- **Consigne**
Recopiez le passage de l'extrait ci-dessous qui commence par « Non ! Elles » et s'arrête après « handicape-t-elle pas ? », en substituant « entourage » à « famille ».

- **Extrait proposé**
Non ! Elles ne seront jamais normales tant qu’ils seront encore là. Quand la SODAV a fait son bilan de l’année 2019, elle a collecté 800 millions et elle a pris les 500 millions pour son propre compte afin de financer ses activités. C’est un problème interne. Par conséquent, je demande un audit de la SODAV.Combien gagnez-vous avec vos droits d’auteurs ? Avec la Sodav concrètement combien d’argent avez-vous amassé ? C’est une chose que je ne révèlerai pas. Mais tout ce que je peux dire, c’est que je gagne mieux que certains artistes, mais le combat n’est pas à ce niveau. Le combat, c’est de me battre pour ma famille, pour que quand je ne serai plus de ce monde, ils puissent continuer à percevoir mon argent au niveau de la SODAV. Et pour cela, il faut que je leur laisse des papiers qui le prouvent. Votre identité musicale purement folk ne vous handicape-t-elle pas ?

Si c’était à recommencer, nous aurions encore choisi le folk. La particularité de cette musique, c’est qu’elle donne toujours un message. Nous ne pouvons pas nous permettre de faire de tout et de chanter de tout. Concernant nos chansons, nous faisons des choses qui peuvent être utiles pour les autres. Après tout, chacun ne fait que ce qu’il peut. Nous faisons le folk parce que c’est ce que nous savons faire, c’est ce que nous avons appris et aucune autre musique ne peut nous influencer. Par contre, nous pouvons écouter d’autres musiques, solliciter d’autres musiciens en cas de besoin. Notre musique à nous, c’est le folk, elle représente notre identité. C’est grâce au folk que nous avons eu tout ce que nous avons aujourd’hui. Vivez-vous très bien de votre musique ? Nous rendons grâce à Dieu. Grâce à la musique, nous avons pu avoir notre maison, nous y avons fondé notre famille et rien que pour ça, rendons grâce. Nous avons déjà rempli notre part du contrat. Ce qui reste maintenant, c’est de préparer notre famille en les encadrant… Et avec la SODAV, nous ne pouvons pas faire cela parce que l’argent que nous devons récolter, c’est elle qui le bouffe. Contrairement au BSDA où en dehors des 2 ou 3 fois ou je percevais mon argent chez eux, je percevais aussi au niveau de la SACEM.

- **Données**
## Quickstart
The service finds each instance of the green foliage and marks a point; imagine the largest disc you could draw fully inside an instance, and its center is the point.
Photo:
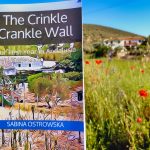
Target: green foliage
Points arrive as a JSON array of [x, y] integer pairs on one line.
[[113, 105], [97, 33], [42, 84], [76, 76], [100, 50], [72, 63]]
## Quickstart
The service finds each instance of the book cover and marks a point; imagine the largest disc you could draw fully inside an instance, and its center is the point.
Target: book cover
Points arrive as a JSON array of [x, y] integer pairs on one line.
[[41, 78]]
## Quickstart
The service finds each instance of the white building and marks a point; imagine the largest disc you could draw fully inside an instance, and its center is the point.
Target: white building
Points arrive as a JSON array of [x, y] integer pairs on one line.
[[128, 42]]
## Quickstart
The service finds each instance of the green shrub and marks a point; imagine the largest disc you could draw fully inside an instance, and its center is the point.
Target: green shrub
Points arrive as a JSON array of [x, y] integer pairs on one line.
[[76, 76], [101, 50]]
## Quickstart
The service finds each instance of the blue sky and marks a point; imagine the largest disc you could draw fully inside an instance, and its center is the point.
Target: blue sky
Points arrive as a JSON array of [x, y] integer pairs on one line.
[[129, 15]]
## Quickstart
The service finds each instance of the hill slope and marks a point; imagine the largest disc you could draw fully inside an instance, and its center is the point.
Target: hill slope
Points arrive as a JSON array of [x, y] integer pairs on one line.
[[96, 33]]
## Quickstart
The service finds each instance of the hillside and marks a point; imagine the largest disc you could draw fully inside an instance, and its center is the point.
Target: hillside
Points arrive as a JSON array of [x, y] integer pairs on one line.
[[96, 33]]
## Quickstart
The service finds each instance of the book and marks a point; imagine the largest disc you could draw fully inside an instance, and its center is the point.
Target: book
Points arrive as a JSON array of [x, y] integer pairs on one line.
[[41, 76]]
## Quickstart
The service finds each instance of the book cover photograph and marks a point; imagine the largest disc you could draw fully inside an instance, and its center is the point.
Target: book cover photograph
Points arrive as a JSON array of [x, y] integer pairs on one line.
[[41, 76]]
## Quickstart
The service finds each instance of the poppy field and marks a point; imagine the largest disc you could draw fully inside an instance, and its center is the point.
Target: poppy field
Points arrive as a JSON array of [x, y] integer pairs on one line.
[[117, 94]]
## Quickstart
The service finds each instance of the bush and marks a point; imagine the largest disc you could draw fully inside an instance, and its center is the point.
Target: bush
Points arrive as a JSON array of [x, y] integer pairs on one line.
[[101, 50], [76, 76]]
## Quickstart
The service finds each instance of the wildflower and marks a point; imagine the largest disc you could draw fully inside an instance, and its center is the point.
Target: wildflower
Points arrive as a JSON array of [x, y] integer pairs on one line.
[[143, 93], [139, 120], [98, 62], [87, 62], [132, 67], [142, 71]]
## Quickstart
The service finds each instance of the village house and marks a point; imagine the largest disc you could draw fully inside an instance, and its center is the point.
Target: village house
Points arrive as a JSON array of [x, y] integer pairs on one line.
[[125, 43], [14, 64]]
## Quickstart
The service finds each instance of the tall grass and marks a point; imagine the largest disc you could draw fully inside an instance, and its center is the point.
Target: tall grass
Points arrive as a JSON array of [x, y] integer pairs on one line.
[[113, 105]]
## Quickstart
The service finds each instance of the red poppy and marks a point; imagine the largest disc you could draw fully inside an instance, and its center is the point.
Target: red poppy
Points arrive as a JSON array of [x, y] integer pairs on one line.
[[87, 62], [98, 62], [132, 67], [139, 120], [143, 93], [142, 71]]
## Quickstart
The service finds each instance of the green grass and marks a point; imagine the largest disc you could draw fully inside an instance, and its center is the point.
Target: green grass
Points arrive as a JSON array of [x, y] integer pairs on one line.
[[113, 105]]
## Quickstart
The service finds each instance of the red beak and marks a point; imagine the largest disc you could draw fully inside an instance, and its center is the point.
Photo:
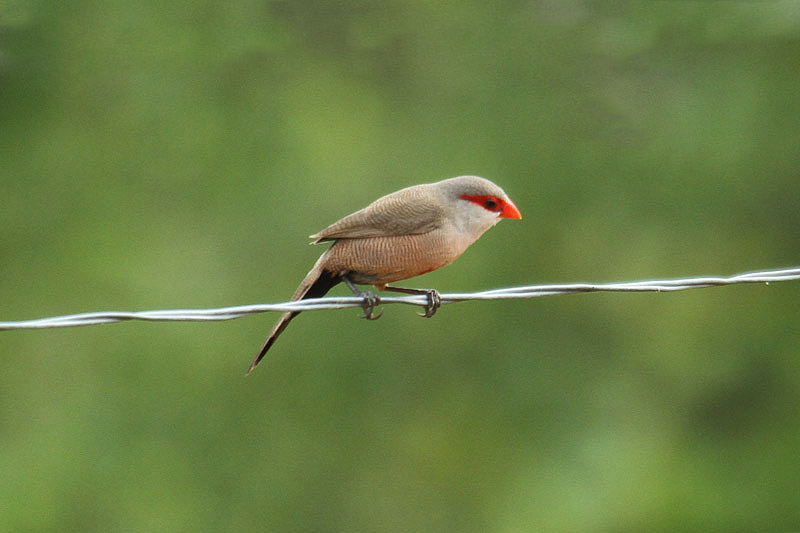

- **Réponse**
Non ! Elles ne seront jamais normales tant qu’ils seront encore là. Quand la SODAV a fait son bilan de l’année 2019, elle a collecté 800 millions et elle a pris les 500 millions pour son propre compte afin de financer ses activités. C’est un problème interne. Par conséquent, je demande un audit de la SODAV.Combien gagnez-vous avec vos droits d’auteurs ? Avec la Sodav concrètement combien d’argent avez-vous amassé ? C’est une chose que je ne révèlerai pas. Mais tout ce que je peux dire, c’est que je gagne mieux que certains artistes, mais le combat n’est pas à ce niveau. Le combat, c’est de me battre pour ma entourage, pour que quand je ne serai plus de ce monde, ils puissent continuer à percevoir mon argent au niveau de la SODAV. Et pour cela, il faut que je leur laisse des papiers qui le prouvent. Votre identité musicale purement folk ne vous handicape-t-elle pas ?